#### Your goal
Counting only the lines below that contain the word "each", what is the total? Give it with no other words.
Start of Information
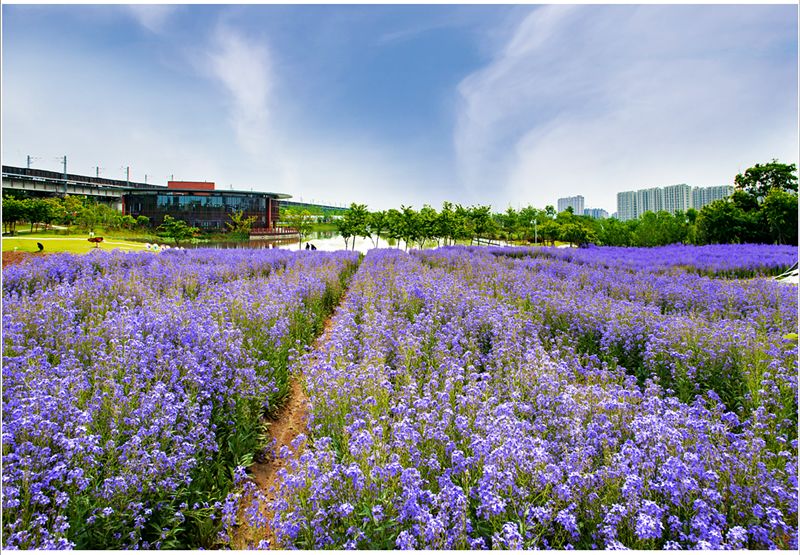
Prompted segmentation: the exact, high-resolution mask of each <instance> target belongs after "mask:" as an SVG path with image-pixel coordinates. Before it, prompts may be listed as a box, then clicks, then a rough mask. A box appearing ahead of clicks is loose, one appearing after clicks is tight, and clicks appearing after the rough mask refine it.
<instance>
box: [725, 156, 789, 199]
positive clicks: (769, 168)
mask: <svg viewBox="0 0 800 555" xmlns="http://www.w3.org/2000/svg"><path fill="white" fill-rule="evenodd" d="M734 183H735V184H736V189H737V190H740V191H743V192H745V193H747V194H748V195H750V196H752V197H754V198H755V199H756V200H757V201H758V203H761V202H763V200H764V199H765V198H766V197H767V195H768V194H769V192H770V191H772V190H775V189H777V190H779V191H785V192H794V193H796V192H797V166H795V165H794V164H781V163H780V162H778V160H776V159H773V160H772V161H771V162H768V163H766V164H756V165H755V166H753V167H752V168H748V169H747V170H745V172H744V173H743V174H741V173H740V174H738V175H737V176H736V177H735V178H734Z"/></svg>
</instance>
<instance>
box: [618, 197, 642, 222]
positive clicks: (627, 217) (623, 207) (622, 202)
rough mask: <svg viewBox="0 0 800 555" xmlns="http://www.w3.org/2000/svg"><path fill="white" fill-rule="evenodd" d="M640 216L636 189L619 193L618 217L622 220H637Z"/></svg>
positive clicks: (626, 220)
mask: <svg viewBox="0 0 800 555" xmlns="http://www.w3.org/2000/svg"><path fill="white" fill-rule="evenodd" d="M638 217H639V212H638V211H637V210H636V191H624V192H622V193H617V218H618V219H619V220H620V221H623V222H624V221H627V220H635V219H636V218H638Z"/></svg>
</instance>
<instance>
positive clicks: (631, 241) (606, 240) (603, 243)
mask: <svg viewBox="0 0 800 555" xmlns="http://www.w3.org/2000/svg"><path fill="white" fill-rule="evenodd" d="M634 221H635V220H634ZM599 225H600V229H599V233H598V235H597V239H598V241H599V242H600V243H601V244H603V245H607V246H614V247H630V246H632V245H633V231H632V229H631V227H632V226H631V224H630V223H629V222H622V221H620V220H618V219H616V218H607V219H605V220H602V221H601V222H600V223H599Z"/></svg>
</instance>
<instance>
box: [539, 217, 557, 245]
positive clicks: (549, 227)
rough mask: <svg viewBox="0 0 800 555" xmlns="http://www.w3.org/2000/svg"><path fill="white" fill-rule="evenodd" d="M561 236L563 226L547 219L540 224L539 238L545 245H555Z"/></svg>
mask: <svg viewBox="0 0 800 555" xmlns="http://www.w3.org/2000/svg"><path fill="white" fill-rule="evenodd" d="M560 236H561V225H560V224H559V223H558V222H556V221H555V220H551V219H550V218H547V219H545V221H543V222H541V223H540V224H539V237H541V239H542V242H543V243H547V242H549V243H550V244H551V245H555V242H556V239H558V238H559V237H560Z"/></svg>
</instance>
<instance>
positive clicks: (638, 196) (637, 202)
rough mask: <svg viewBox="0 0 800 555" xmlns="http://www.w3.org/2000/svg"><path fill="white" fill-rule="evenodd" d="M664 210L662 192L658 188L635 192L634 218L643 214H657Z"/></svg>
mask: <svg viewBox="0 0 800 555" xmlns="http://www.w3.org/2000/svg"><path fill="white" fill-rule="evenodd" d="M663 209H664V190H663V189H660V188H659V187H651V188H650V189H639V190H638V191H636V217H637V218H638V217H639V216H641V215H642V214H644V213H645V212H658V211H659V210H663Z"/></svg>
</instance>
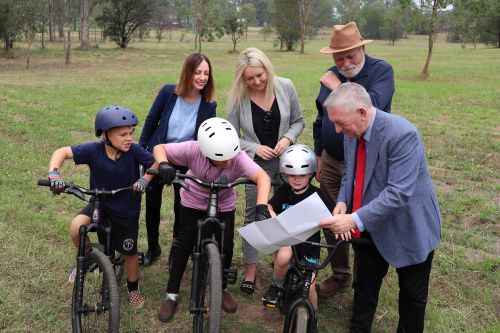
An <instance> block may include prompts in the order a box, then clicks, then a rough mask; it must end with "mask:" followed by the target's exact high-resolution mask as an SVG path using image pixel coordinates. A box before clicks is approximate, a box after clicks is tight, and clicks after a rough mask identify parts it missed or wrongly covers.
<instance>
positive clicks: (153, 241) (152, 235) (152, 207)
mask: <svg viewBox="0 0 500 333" xmlns="http://www.w3.org/2000/svg"><path fill="white" fill-rule="evenodd" d="M173 167H174V168H176V169H177V170H180V172H181V173H186V172H187V168H185V167H181V166H177V165H174V166H173ZM159 179H160V177H154V178H153V179H152V180H151V182H150V184H149V187H150V188H149V190H148V191H147V192H146V230H147V234H148V247H153V248H154V247H156V246H158V244H159V241H158V238H159V236H160V235H159V230H160V210H161V199H162V192H163V183H161V182H160V180H159ZM172 186H173V187H174V229H173V238H175V235H176V234H177V230H178V229H179V207H180V205H181V196H180V193H179V191H180V188H181V186H180V185H178V184H173V185H172ZM151 250H153V249H151Z"/></svg>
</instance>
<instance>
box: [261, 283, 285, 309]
mask: <svg viewBox="0 0 500 333" xmlns="http://www.w3.org/2000/svg"><path fill="white" fill-rule="evenodd" d="M282 295H283V288H280V287H278V286H277V285H275V284H274V283H273V284H271V286H269V288H268V289H267V291H266V292H265V294H264V296H262V303H264V305H265V306H266V307H269V308H275V307H277V306H278V305H279V301H280V299H281V296H282Z"/></svg>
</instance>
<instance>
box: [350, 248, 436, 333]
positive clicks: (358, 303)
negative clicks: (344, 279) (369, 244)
mask: <svg viewBox="0 0 500 333" xmlns="http://www.w3.org/2000/svg"><path fill="white" fill-rule="evenodd" d="M353 248H354V251H355V253H356V259H357V263H356V269H357V273H356V274H357V282H356V285H355V288H354V303H353V309H352V318H351V325H350V331H351V332H371V328H372V322H373V318H374V315H375V310H376V309H377V303H378V295H379V291H380V287H381V285H382V280H383V279H384V277H385V275H386V274H387V270H388V268H389V264H388V263H387V261H385V259H384V258H383V257H382V256H381V255H380V253H379V252H378V250H377V248H376V247H375V246H366V245H364V246H363V245H356V246H353ZM433 256H434V251H432V252H431V253H430V254H429V255H428V257H427V259H426V260H425V261H424V262H423V263H420V264H416V265H411V266H406V267H401V268H397V269H396V272H397V274H398V281H399V323H398V330H397V332H398V333H408V332H415V333H417V332H423V330H424V317H425V306H426V304H427V295H428V290H429V275H430V271H431V266H432V258H433Z"/></svg>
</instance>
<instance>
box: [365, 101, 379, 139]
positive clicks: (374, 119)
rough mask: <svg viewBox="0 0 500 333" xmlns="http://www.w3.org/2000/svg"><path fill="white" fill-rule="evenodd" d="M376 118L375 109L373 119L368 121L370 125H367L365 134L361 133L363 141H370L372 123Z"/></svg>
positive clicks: (372, 124) (376, 115) (373, 121)
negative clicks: (362, 138) (367, 126)
mask: <svg viewBox="0 0 500 333" xmlns="http://www.w3.org/2000/svg"><path fill="white" fill-rule="evenodd" d="M376 116H377V109H376V108H375V112H373V117H372V119H371V120H370V123H369V124H368V128H367V129H366V131H365V133H363V139H365V141H366V142H370V139H371V137H372V129H373V122H374V121H375V117H376Z"/></svg>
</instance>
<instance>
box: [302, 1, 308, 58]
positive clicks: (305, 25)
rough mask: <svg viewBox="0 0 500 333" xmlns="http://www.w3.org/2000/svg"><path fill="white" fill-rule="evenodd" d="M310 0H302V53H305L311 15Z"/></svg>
mask: <svg viewBox="0 0 500 333" xmlns="http://www.w3.org/2000/svg"><path fill="white" fill-rule="evenodd" d="M310 5H311V2H310V0H301V1H300V54H304V44H305V39H306V32H307V19H308V17H309V8H310Z"/></svg>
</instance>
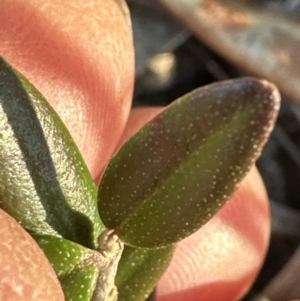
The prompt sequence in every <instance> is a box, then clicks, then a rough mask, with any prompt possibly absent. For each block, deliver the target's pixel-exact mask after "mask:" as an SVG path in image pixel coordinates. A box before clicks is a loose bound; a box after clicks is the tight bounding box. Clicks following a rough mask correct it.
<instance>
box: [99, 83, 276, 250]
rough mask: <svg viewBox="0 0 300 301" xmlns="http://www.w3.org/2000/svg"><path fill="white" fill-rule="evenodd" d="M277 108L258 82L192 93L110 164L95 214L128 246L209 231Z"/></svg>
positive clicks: (148, 245) (141, 135)
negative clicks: (214, 220) (204, 227)
mask: <svg viewBox="0 0 300 301" xmlns="http://www.w3.org/2000/svg"><path fill="white" fill-rule="evenodd" d="M279 105H280V96H279V93H278V91H277V89H276V88H275V87H274V86H273V85H272V84H270V83H268V82H266V81H259V80H256V79H253V78H246V79H239V80H233V81H226V82H223V83H218V84H213V85H209V86H207V87H204V88H200V89H198V90H195V91H193V92H191V93H189V94H187V95H185V96H184V97H182V98H181V99H179V100H177V101H175V102H174V103H173V104H172V105H170V106H169V107H168V108H167V109H166V110H165V111H164V112H162V113H161V114H159V115H158V116H157V117H155V118H154V119H153V120H152V121H150V122H149V123H148V124H146V125H145V126H144V127H143V128H142V129H141V130H140V131H139V132H138V133H137V134H135V135H134V136H133V137H131V138H130V139H129V140H128V141H127V142H126V143H125V144H124V145H123V146H122V147H121V148H120V150H119V151H118V152H117V153H116V155H115V156H114V157H113V158H112V160H111V161H110V163H109V165H108V167H107V169H106V171H105V173H104V175H103V178H102V181H101V184H100V187H99V192H98V207H99V213H100V216H101V219H102V221H103V223H104V224H105V226H106V227H108V228H109V229H114V230H115V233H117V234H118V235H119V237H120V238H121V239H122V240H123V241H124V242H125V243H127V244H129V245H132V246H138V247H150V248H151V247H162V246H167V245H170V244H172V243H175V242H177V241H179V240H181V239H183V238H184V237H186V236H188V235H190V234H191V233H193V232H195V231H196V230H198V229H199V228H200V227H201V226H202V225H203V224H205V223H206V222H207V221H208V220H209V219H210V218H211V217H212V216H213V215H214V214H215V213H216V212H217V211H218V210H219V209H220V208H221V206H222V205H224V203H225V202H226V201H227V200H228V198H229V197H230V196H231V195H232V193H233V192H234V191H235V189H236V188H237V185H238V183H239V182H240V181H241V180H242V179H243V177H244V176H245V175H246V173H247V172H248V170H249V168H250V167H251V166H252V165H253V163H254V161H255V160H256V159H257V157H258V156H259V154H260V152H261V149H262V147H263V145H264V143H265V142H266V140H267V138H268V136H269V134H270V131H271V130H272V128H273V125H274V122H275V119H276V117H277V113H278V110H279Z"/></svg>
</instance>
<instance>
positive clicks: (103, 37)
mask: <svg viewBox="0 0 300 301" xmlns="http://www.w3.org/2000/svg"><path fill="white" fill-rule="evenodd" d="M0 11H1V18H0V36H1V42H0V54H1V55H2V56H3V57H4V58H6V60H8V61H9V62H10V63H11V64H13V65H14V66H15V67H16V68H18V69H19V70H20V71H21V72H22V73H24V74H25V75H26V76H27V77H28V78H29V79H30V80H31V81H32V82H33V83H34V84H35V85H36V86H37V87H38V89H40V91H41V92H42V93H43V94H44V95H45V96H46V98H47V99H48V100H49V101H50V103H51V104H52V105H53V106H54V107H55V109H56V110H57V111H58V112H59V114H60V116H61V117H62V119H63V121H64V122H65V123H66V124H67V126H68V128H69V129H70V132H71V134H72V135H73V137H74V139H75V141H76V142H77V144H78V147H79V149H80V150H81V152H82V154H83V156H84V159H85V160H86V162H87V164H88V167H89V168H90V170H91V172H92V174H93V176H94V178H95V179H96V178H99V175H100V174H101V171H102V170H103V167H104V166H105V165H106V164H107V161H108V159H109V157H110V156H111V154H112V153H113V151H114V150H115V149H116V148H117V147H118V145H120V140H121V141H124V139H125V137H128V136H129V135H131V134H132V133H133V132H134V131H136V130H137V128H139V127H140V126H141V125H142V124H144V123H145V122H146V121H147V120H149V119H151V117H153V116H154V115H155V114H157V112H158V111H159V110H160V109H157V108H152V109H149V110H147V109H140V110H134V111H132V113H131V115H130V118H129V120H128V123H127V126H126V129H125V131H124V135H123V138H120V137H121V134H122V132H123V130H124V127H125V124H126V122H127V118H128V113H129V110H130V100H131V97H132V90H133V80H134V75H133V66H134V64H133V48H132V37H131V32H130V29H129V28H128V22H127V21H126V19H125V18H124V17H123V15H122V13H121V11H122V10H121V9H119V7H118V4H117V2H115V1H113V0H98V1H87V0H74V1H68V2H64V3H63V4H62V2H61V1H60V0H51V1H50V0H46V1H38V0H26V1H25V0H15V1H11V0H1V3H0ZM3 12H4V13H3ZM0 229H1V230H0V254H1V255H0V300H2V301H14V300H18V301H20V300H31V301H35V300H43V301H50V300H53V301H54V300H55V301H60V300H63V295H62V292H61V290H60V287H59V283H58V282H57V280H56V279H55V275H54V272H53V270H52V269H51V266H50V265H49V263H48V261H47V259H46V258H45V257H44V255H43V253H42V252H41V250H40V249H39V248H38V247H37V245H36V244H35V242H34V241H33V240H32V239H31V238H30V237H29V235H28V234H26V232H25V231H24V230H23V229H22V228H21V227H20V226H19V225H18V224H17V223H16V222H15V221H14V220H13V219H12V218H11V217H9V216H7V215H6V214H5V213H4V212H3V211H0ZM269 230H270V224H269V209H268V203H267V197H266V194H265V190H264V186H263V184H262V182H261V179H260V177H259V175H258V173H257V172H256V171H255V169H253V170H252V171H251V173H250V174H249V175H248V176H247V177H246V179H245V180H244V181H243V183H242V185H241V187H240V189H239V190H238V192H237V193H236V194H235V195H234V197H233V198H232V199H231V200H230V202H229V203H228V204H227V205H226V206H225V207H224V208H223V209H222V210H221V211H220V212H219V214H218V215H217V216H216V217H214V218H213V219H212V220H211V221H210V222H209V223H208V224H206V225H205V226H204V227H203V228H202V229H201V230H200V231H198V232H197V233H196V234H194V235H193V236H191V237H190V238H187V239H186V240H184V241H183V242H182V243H180V244H179V247H178V250H177V251H176V254H175V256H174V260H173V263H172V264H171V266H170V268H169V269H168V271H167V272H166V274H165V276H164V277H163V279H162V281H161V282H160V284H159V290H158V292H159V297H158V300H159V301H168V300H173V301H174V300H175V301H176V300H185V301H202V300H203V301H204V300H205V301H207V300H226V301H234V300H238V298H239V297H240V296H241V295H242V294H243V293H244V292H245V291H246V290H247V289H248V287H249V286H250V285H251V283H252V282H253V279H254V278H255V276H256V274H257V273H258V270H259V267H260V265H261V263H262V261H263V258H264V255H265V252H266V248H267V245H268V237H269ZM33 263H35V264H33ZM21 271H26V273H24V274H22V272H21ZM24 282H26V285H24Z"/></svg>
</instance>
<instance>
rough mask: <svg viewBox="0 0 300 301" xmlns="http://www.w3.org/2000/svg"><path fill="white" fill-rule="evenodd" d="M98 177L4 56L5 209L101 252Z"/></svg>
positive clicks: (0, 194) (2, 100)
mask: <svg viewBox="0 0 300 301" xmlns="http://www.w3.org/2000/svg"><path fill="white" fill-rule="evenodd" d="M96 193H97V192H96V188H95V186H94V183H93V179H92V177H91V175H90V173H89V171H88V169H87V167H86V165H85V163H84V161H83V159H82V157H81V155H80V153H79V151H78V149H77V146H76V145H75V143H74V141H73V139H72V137H71V136H70V134H69V132H68V130H67V129H66V127H65V126H64V124H63V123H62V121H61V120H60V118H59V117H58V115H57V114H56V113H55V112H54V110H53V109H52V107H51V106H50V105H49V104H48V102H47V101H46V100H45V98H44V97H43V96H42V95H41V94H40V93H39V92H38V91H37V90H36V89H35V88H34V86H33V85H32V84H31V83H29V82H28V80H26V79H25V78H24V76H22V75H21V74H20V73H18V72H17V71H15V70H13V69H12V68H11V67H10V66H9V65H8V64H7V63H6V62H5V61H4V60H3V59H2V58H0V208H2V209H4V210H5V211H6V212H8V213H9V214H10V215H11V216H13V217H14V218H15V219H16V220H17V221H18V222H19V223H20V224H21V225H22V226H23V227H24V228H25V229H26V230H28V231H29V232H32V233H38V234H51V235H55V236H62V237H65V238H67V239H69V240H72V241H74V242H78V243H80V244H82V245H84V246H86V247H90V248H95V247H96V245H97V238H98V236H99V234H100V232H101V230H103V225H102V224H101V221H100V218H99V215H98V212H97V209H96V207H97V204H96V201H97V200H96V198H97V195H96Z"/></svg>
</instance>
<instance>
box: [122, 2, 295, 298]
mask: <svg viewBox="0 0 300 301" xmlns="http://www.w3.org/2000/svg"><path fill="white" fill-rule="evenodd" d="M127 2H128V5H129V9H130V12H131V21H132V26H133V33H134V43H135V51H136V84H135V94H134V102H133V105H134V106H165V105H168V104H169V103H171V102H172V101H173V100H175V99H176V98H178V97H180V96H182V95H183V94H185V93H187V92H189V91H191V90H193V89H195V88H197V87H199V86H203V85H206V84H209V83H212V82H216V81H221V80H226V79H230V78H237V77H242V76H248V75H251V76H256V77H260V78H266V79H268V80H270V81H272V82H275V83H276V84H277V85H278V87H279V89H280V91H281V93H282V98H283V103H282V108H281V111H280V114H279V118H278V122H277V124H276V126H275V129H274V132H273V134H272V136H271V139H270V141H269V142H268V144H267V145H266V147H265V149H264V152H263V154H262V156H261V158H260V159H259V160H258V162H257V166H258V168H259V170H260V172H261V174H262V177H263V179H264V182H265V184H266V187H267V191H268V194H269V198H270V201H271V213H272V236H271V243H270V249H269V252H268V255H267V258H266V261H265V264H264V266H263V268H262V271H261V273H260V275H259V277H258V279H257V281H256V283H255V284H254V286H253V288H252V289H251V291H250V292H249V293H248V295H247V296H245V298H244V299H243V301H248V300H251V301H254V300H255V301H267V300H272V301H284V300H285V301H287V300H291V299H295V298H300V281H299V280H300V279H299V275H298V273H299V272H298V271H299V269H300V251H299V250H298V245H299V242H300V231H299V229H300V107H299V104H300V22H299V20H300V1H299V0H256V1H254V0H230V1H229V0H219V1H217V0H157V1H154V0H151V1H149V0H127ZM262 295H263V296H264V297H262Z"/></svg>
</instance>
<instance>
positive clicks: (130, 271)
End of Information
#### Problem solution
2